Este último ingrediente foi um verdadeiro escândalo — o que motivou novas manifestações naquela mesma noite e no resto daquela semana. No dia seguinte à divulgação dos áudios, em 17 de março, os trabalhos do impeachment foram acelerados no Congresso.

O impedimento de Dilma Rousseff é mais um episódio de crise política resolvida pelos meios institucionais. Temores de uma ruptura democrática dificilmente se justificam: o impeachment tem tido, justamente, a função de permitir a troca de um governo impopular (e em conflito com o Congresso) sem comprometer a continuidade das democracias presidenciais.

☆ ☆ ☆

**Instrução da tarefa**
Por favor, dê continuidade ao trecho sobre o impeachment de Dilma Rousseff, começando logo após a última frase apresentada. Os itens abaixo são um material à parte, independente do trecho.

**Itens apresentados**
☆ ☆ ☆

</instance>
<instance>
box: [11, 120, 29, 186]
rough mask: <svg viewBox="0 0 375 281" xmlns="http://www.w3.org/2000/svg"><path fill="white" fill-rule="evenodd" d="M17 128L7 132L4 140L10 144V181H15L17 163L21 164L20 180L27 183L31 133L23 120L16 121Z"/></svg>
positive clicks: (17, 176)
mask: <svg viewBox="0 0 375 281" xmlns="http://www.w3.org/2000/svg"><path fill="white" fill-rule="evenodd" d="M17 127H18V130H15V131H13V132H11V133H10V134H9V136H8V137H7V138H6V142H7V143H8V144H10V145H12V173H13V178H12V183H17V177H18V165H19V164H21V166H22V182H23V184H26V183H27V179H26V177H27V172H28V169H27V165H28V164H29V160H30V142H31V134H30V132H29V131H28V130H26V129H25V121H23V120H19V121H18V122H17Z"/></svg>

☆ ☆ ☆

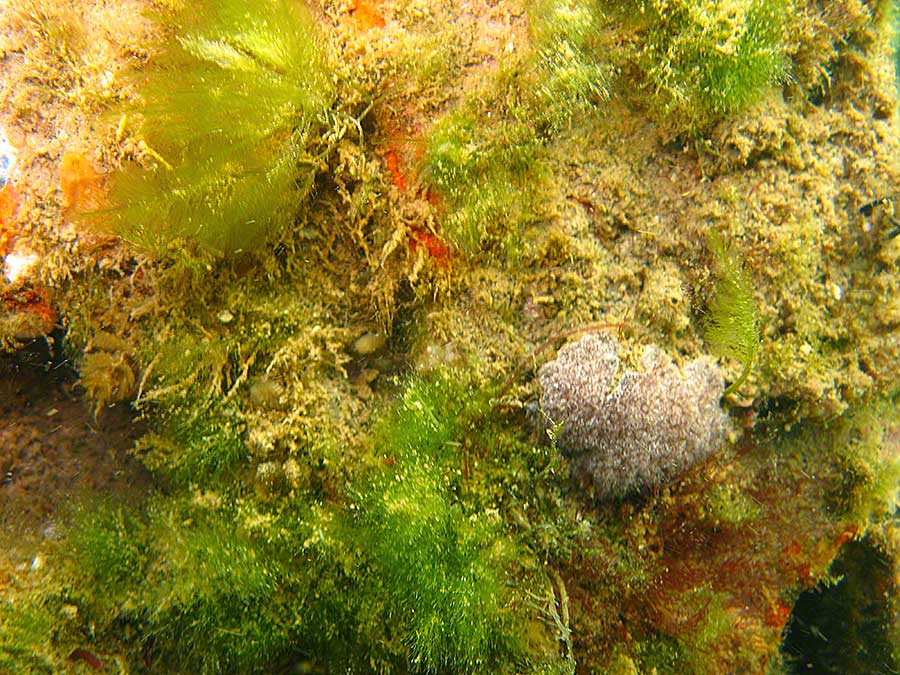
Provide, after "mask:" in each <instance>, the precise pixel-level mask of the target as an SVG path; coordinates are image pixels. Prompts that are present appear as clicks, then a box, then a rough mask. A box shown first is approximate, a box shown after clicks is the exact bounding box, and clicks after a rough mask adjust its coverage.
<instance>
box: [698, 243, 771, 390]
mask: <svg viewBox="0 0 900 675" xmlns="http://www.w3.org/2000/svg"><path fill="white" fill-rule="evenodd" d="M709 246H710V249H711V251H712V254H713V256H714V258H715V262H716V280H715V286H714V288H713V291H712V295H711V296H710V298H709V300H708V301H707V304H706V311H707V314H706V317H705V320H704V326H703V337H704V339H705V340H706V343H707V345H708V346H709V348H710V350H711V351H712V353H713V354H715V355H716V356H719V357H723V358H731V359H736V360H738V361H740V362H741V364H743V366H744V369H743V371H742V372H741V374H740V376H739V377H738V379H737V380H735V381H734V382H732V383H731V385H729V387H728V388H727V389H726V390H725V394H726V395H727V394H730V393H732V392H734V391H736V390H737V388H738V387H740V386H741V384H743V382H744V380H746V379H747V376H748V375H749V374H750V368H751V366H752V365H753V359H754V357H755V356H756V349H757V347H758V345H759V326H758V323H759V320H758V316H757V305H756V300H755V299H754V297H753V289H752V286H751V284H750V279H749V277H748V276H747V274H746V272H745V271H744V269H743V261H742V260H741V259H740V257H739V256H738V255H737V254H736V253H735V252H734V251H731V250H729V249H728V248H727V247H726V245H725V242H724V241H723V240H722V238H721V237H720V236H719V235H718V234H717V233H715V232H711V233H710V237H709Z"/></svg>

☆ ☆ ☆

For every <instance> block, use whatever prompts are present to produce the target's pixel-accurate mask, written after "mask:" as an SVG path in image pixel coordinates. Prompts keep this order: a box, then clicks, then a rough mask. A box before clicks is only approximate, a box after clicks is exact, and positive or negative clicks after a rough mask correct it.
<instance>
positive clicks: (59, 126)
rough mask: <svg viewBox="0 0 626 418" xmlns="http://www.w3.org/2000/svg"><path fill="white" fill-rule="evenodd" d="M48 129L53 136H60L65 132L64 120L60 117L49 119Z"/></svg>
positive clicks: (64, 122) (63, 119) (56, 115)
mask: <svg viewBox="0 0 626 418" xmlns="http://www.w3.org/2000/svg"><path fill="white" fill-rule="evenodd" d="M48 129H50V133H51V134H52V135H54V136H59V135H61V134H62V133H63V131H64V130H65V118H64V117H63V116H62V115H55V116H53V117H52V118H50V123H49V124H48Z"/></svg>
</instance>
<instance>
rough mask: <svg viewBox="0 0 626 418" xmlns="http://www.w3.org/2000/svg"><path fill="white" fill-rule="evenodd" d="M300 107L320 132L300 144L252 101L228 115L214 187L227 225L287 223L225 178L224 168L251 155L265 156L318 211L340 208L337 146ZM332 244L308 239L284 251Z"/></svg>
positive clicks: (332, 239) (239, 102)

☆ ☆ ☆

**Resposta abaixo**
Mais ainda, nenhum processo de impeachment tem uma explicação única. Explicações simplistas (e politicamente convenientes) atribuindo o impedimento ao arbítrio de alguns parlamentares ou a casos de corrupção não passam pelo crivo empírico ou de narrativas construídas por militâncias. O impedimento é um processo trabalhoso e demorado, que envolve potencialmente muito desgaste político. Por essa razão, é também simplista comparar o processo atual a um exercício parlamentarista. É preciso uma combinação explosiva de fatores para afastar um presidente eleito; certamente, não basta uma “moção de desconfiança”. 

Notas de rodapé

[1] Matematicamente, é preciso que o presidente perca seu “escudo legislativo”, isto é, que a oposição domine as instâncias decisórias do processo por maioria suficiente (em geral, ½ ou ⅔) para que o impedimento seja aprovado.